_Problem description_
Continue the report on the Los Angeles apartment complex fire, starting after its last sentence.

_Extract_
- Opening Delimiter -

Federal investigators have concluded the fire last week that consumed a downtown Los Angeles apartment complex under construction was deliberately set, according to a source close to the investigation.
Investigators have been digging through the rubble left by last week's blaze, sometimes wading in knee-deep rainwater during the storms that swept through the area, collecting samples from suspected points of origin. A national response team with the Bureau of Alcohol, Tobacco, Firearms and Explosives was called to assist in investigating the scene because of the magnitude of the fire.
The blaze, which broke out in the middle of the night, all but obliterated a seven-story building of the Da Vinci apartment complex and caused extensive damage to the adjacent 110 Freeway and city buildings. It took 250 firefighters an hour and half to put out the flames that rose to heights taller than many downtown buildings. The total damage was estimated to be in the tens of millions of dollars.

- Closing Delimiter -

_Dataset content_
- Opening Delimiter -

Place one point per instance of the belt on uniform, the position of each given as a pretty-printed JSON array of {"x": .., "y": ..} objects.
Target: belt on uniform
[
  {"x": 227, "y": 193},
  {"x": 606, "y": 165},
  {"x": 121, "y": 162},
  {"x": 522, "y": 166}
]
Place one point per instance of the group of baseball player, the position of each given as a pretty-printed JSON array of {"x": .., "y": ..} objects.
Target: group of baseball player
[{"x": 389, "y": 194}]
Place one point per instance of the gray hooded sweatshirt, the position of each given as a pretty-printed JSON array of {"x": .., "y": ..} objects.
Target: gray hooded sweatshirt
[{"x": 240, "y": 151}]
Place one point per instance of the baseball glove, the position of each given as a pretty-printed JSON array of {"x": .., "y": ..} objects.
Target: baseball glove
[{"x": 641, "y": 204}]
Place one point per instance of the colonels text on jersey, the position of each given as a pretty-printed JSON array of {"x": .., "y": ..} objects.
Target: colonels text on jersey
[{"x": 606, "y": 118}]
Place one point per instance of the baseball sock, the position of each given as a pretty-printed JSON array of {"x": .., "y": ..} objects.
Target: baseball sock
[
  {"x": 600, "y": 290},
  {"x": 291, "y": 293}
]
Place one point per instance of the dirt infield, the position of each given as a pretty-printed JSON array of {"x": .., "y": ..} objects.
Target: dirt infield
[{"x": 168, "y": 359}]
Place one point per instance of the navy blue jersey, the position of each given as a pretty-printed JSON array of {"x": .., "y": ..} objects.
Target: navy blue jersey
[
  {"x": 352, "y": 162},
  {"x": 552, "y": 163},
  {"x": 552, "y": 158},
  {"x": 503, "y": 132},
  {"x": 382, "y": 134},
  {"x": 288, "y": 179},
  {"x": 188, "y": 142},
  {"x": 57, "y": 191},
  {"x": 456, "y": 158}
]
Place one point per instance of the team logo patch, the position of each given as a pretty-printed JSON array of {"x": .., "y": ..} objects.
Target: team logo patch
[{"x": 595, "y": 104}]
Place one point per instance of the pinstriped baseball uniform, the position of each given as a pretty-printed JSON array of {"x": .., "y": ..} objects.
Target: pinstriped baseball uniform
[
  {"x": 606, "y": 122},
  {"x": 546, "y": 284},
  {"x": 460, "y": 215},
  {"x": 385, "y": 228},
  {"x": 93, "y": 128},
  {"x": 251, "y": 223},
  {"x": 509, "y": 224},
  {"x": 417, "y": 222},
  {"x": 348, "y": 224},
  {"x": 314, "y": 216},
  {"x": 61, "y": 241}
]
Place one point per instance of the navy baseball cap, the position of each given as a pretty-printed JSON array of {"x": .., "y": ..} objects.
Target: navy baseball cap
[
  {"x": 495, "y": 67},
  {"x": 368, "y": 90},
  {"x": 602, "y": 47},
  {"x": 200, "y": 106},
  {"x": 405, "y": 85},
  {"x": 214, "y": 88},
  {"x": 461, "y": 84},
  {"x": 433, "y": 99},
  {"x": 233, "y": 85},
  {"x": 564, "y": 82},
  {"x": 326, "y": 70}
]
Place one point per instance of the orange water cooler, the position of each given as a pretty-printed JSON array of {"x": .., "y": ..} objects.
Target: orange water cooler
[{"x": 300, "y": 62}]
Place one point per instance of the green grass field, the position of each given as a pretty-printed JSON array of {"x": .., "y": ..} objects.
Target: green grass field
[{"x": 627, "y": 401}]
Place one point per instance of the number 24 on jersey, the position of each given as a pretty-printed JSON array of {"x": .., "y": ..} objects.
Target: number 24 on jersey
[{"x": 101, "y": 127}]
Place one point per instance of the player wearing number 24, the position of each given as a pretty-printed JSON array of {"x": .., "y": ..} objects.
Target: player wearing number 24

- Closing Delimiter -

_Output below_
Fire officials said previously that they suspected arson because of how quickly the building appeared to be engulfed. Even though a fire station was a few hundred yards away, two-thirds of the building was already burning by the time firefighters received the initial report at 1:09 a.m. and rushed over, Los Angeles City Fire Chief Ralph Terrazas said.
The ATF national response team, at the end of its investigation, reaches one of three conclusions – incendiary, accidental, or undetermined. Given Thursday's conclusion that the fire was determined to be "incendiary," or deliberately set, local authorities will probably launch an arson investigation to identify those responsible for the blaze.
Earlier this week, authorities announced that they were looking for two potential witnesses who were present at or near the scene of the fire. One man is seen in a surveillance video calmly walking down the street before the start of the fire. The second was captured on freelance news footage after the fire is in full force appearing to attempt to get through a construction fence into the burning building. As of Thursday, investigators had yet to identify the men.
Authorities said they were not suspects or persons of interest, but "purely someone we are seeking to interview as an investigative lead."